▸ Tarefa A: No texto sobre a eletricidade venezuelana, reescreva a passagem entre "That final point" e "a transmission line.", inclusive, trocando "electrical system" por "power grid".
▸ Tarefa B: No texto sobre a eletricidade venezuelana, qual foi a causa da falha de Guri segundo o sindicalista Ali Briceño?

Monday, March 11, 2019

O que realmente se passa com a eletricidade venezuelana?

Uma sucessão de posts no Twitter por Anatoly Kurmanaev, condensados aqui:

I went to the heart of Venezuela’s transmission system in Guarico to try to find out what’s going on with the grid. Here’s why partial blackouts are unfortunately likely to persist for a while. I sincerely hope I’m wrong. (...)

San Geronimo B is not working because it’s not getting sufficient (if any) current from Guri. That’s the scariest part. It provides evidence that the government is far from successfully restarting its turbines.

What caused the Guri failure? Corpoelec union leader Ali Briceño said it was brush fire under the 765 KV trunkline which caused a surge in the system and caused Guri to shut down. There are no skilled operators left there to restart it. (...)

Briceno’s theory is “possible but not probably,” said one of the people who built that trunkline. Fire would’ve had to occur in a relatively small stretch, between Guri & the first 765 KV substation, Malena, for that to happen. (...)

Most people I talked to say the problem had to occur inside Guri’s turbines themselves. And that’s a scary thought. If they are damaged, they will be very hard to replace or repair. No money or skilled people.

One Corpoelec manager said after the blackout a Guri operator told him “the turbines are failing,” before hanging up. He hasn’t been able to reach anyone there since. Sebin is a constant menace.

And without Guri, it’s Mad Max.

The government’s failure to present a coherent explanation is only raising my fears that something really bad has happened.
Eu confesso que li a thread toda e fiquei sem perceber o que era exatamente esse "Guri" que tinha falhado e cujo falhança fazia que a sub-estação San Gerónimo B também não funcionasse (imaginei que fosse alguma central elétrica com turbinas), mas indo ao Google rapaidamente percebi que é uma central hidroelétrica (imagino que isso fosse conhecimento comum para qualquer pessoa interessada em assuntos venezuelanos e por isso Kurmanaev não achou necessário explicar).

Ainda sobre isso, Venezuela's electrical collapse, por James Bosworth:
The electrical outage in Venezuela is almost certainly caused by a lack of maintenance and personnel. The system has been on the verge of collapse for years. The fact this collapse didn’t happen sooner says something about the resilience of certain legacy systems and the ingenuity of a few brilliant workers who sometimes duct taped stuff together to keep it running. (...)

That final point about communications has become absolutely critical to the ongoing political clash. Guaido’s people have lost much of their capabilities to coordinate protests and actions across the country. Maduro has lost his ability to communicate with security forces and the security forces are limited in how they can communicate with each other. The lack of communications increases the potential for mistakes on all sides.. (...)

The failures of the electrical system and all the cross-connected CI systems points at some major challenges for the next Venezuelan government. Maduro’s people may get a temporary fix in place in the coming days, but the fragility and lack of resilience in the system has been laid bare. This is a problem that requires billions in investment, from the turbines at Guri to the generators at hospitals, not a simple fix of a transmission line.

Faced with a full electrical system collapse, the country should try to leapfrog technology and get solar and battery backup systems into microgrids around the country to build something much less centralized and more resilient. That may seem like magical thinking today given the multiple overlapping tragedies that are occurring right this moment, but this is a big problem that needs big and ambitious solutions.

▸ Excertos dos registos:
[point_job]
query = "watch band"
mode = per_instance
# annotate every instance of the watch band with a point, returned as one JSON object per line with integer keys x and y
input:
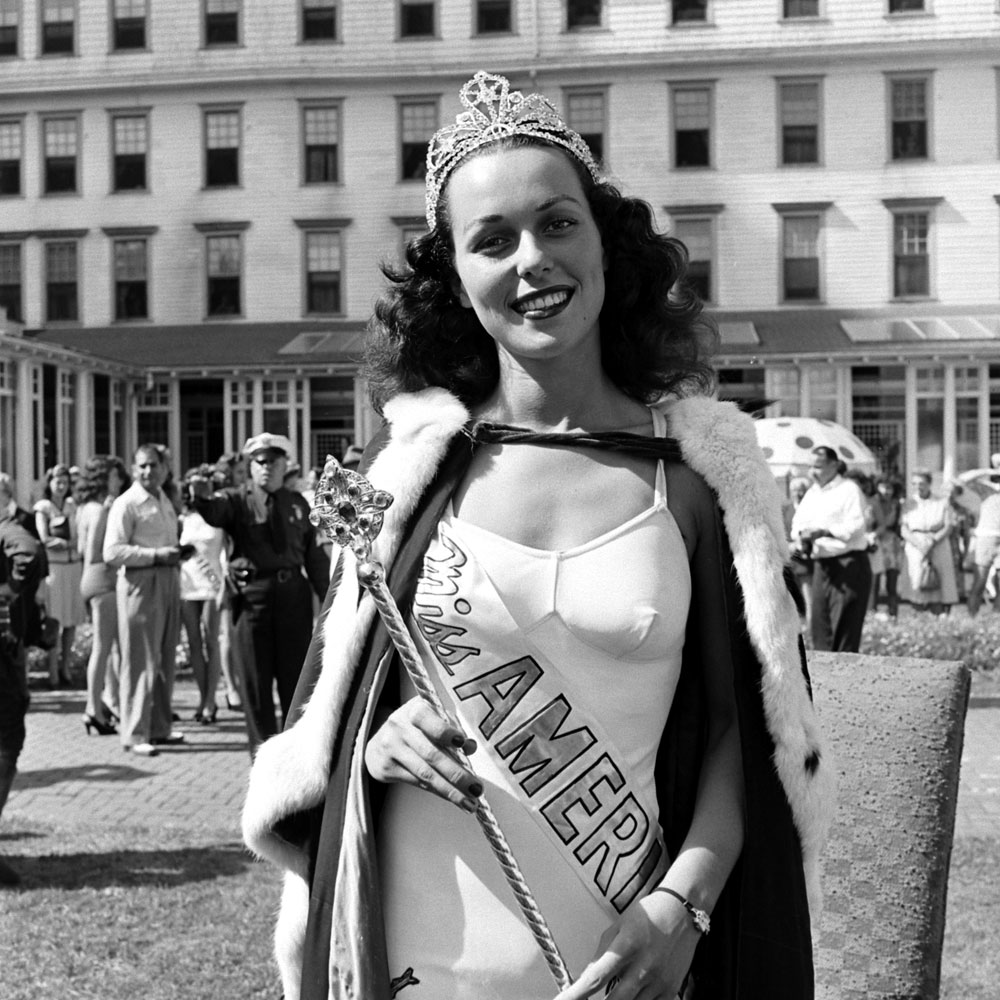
{"x": 699, "y": 918}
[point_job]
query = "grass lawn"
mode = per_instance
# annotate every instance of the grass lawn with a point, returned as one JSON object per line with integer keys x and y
{"x": 135, "y": 913}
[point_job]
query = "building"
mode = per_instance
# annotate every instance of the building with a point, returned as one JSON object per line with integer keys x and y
{"x": 195, "y": 196}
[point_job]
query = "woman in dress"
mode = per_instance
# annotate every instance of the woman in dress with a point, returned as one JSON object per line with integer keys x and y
{"x": 556, "y": 543}
{"x": 102, "y": 479}
{"x": 202, "y": 591}
{"x": 926, "y": 525}
{"x": 55, "y": 521}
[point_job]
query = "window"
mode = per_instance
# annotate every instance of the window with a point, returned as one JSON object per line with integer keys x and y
{"x": 417, "y": 123}
{"x": 131, "y": 291}
{"x": 58, "y": 26}
{"x": 911, "y": 254}
{"x": 129, "y": 27}
{"x": 799, "y": 111}
{"x": 9, "y": 22}
{"x": 222, "y": 22}
{"x": 583, "y": 14}
{"x": 222, "y": 148}
{"x": 321, "y": 132}
{"x": 801, "y": 8}
{"x": 224, "y": 254}
{"x": 11, "y": 152}
{"x": 59, "y": 144}
{"x": 909, "y": 118}
{"x": 692, "y": 121}
{"x": 585, "y": 114}
{"x": 416, "y": 20}
{"x": 131, "y": 142}
{"x": 800, "y": 258}
{"x": 61, "y": 292}
{"x": 10, "y": 281}
{"x": 323, "y": 253}
{"x": 698, "y": 236}
{"x": 493, "y": 17}
{"x": 319, "y": 20}
{"x": 688, "y": 11}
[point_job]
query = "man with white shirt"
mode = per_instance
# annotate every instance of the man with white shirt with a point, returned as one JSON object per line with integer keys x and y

▸ Resposta A:
That final point about communications has become absolutely critical to the ongoing political clash. Guaido’s people have lost much of their capabilities to coordinate protests and actions across the country. Maduro has lost his ability to communicate with security forces and the security forces are limited in how they can communicate with each other. The lack of communications increases the potential for mistakes on all sides.. (...)

The failures of the power grid and all the cross-connected CI systems points at some major challenges for the next Venezuelan government. Maduro’s people may get a temporary fix in place in the coming days, but the fragility and lack of resilience in the system has been laid bare. This is a problem that requires billions in investment, from the turbines at Guri to the generators at hospitals, not a simple fix of a transmission line.

▸ Resposta B: Um incêndio de mato sob a linha-tronco de 765 KV provocou uma sobretensão no sistema e levou Guri a desligar-se.